• [PROVIDED DATA]:
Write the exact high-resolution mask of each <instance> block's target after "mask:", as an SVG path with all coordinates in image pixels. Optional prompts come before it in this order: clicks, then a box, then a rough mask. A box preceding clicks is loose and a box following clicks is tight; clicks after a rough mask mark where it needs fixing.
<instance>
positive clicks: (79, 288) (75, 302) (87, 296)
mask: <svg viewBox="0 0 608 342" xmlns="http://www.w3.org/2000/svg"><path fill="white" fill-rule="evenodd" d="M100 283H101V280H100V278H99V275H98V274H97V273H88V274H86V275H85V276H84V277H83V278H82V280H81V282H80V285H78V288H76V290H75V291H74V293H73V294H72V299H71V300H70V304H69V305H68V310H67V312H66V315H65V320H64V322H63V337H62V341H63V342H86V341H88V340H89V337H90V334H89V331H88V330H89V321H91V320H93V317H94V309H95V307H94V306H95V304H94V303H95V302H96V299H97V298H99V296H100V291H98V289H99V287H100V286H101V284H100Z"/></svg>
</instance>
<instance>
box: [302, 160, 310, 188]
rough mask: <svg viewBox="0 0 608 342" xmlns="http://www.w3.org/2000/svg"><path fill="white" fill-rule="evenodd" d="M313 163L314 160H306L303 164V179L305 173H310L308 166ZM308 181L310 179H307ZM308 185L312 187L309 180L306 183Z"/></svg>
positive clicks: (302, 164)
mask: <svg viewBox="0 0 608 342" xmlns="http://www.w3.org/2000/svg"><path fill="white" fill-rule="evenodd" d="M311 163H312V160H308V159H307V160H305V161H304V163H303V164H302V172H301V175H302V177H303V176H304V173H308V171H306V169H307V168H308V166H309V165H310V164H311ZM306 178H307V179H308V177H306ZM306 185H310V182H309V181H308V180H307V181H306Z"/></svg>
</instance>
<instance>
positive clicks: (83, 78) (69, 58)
* * *
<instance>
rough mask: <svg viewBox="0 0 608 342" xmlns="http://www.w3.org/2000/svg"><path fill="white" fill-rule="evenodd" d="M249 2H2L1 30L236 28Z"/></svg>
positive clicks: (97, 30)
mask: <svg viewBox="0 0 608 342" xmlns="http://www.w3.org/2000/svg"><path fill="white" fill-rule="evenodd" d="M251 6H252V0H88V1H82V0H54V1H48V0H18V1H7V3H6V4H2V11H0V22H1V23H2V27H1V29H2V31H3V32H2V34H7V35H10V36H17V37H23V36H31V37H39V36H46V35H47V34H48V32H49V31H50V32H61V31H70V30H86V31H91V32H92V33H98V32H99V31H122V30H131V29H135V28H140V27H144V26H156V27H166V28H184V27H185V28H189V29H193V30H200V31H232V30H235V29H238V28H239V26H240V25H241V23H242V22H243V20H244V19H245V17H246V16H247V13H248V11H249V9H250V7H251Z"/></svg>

• [WHAT TO PRODUCE]:
Pick out every line in the records above that contains the string "positive", matching case, and copy each of those lines.

• [ANSWER FOR THIS EXERCISE]:
positive clicks: (79, 288) (75, 302) (87, 296)
positive clicks: (302, 164)
positive clicks: (83, 78) (69, 58)
positive clicks: (97, 30)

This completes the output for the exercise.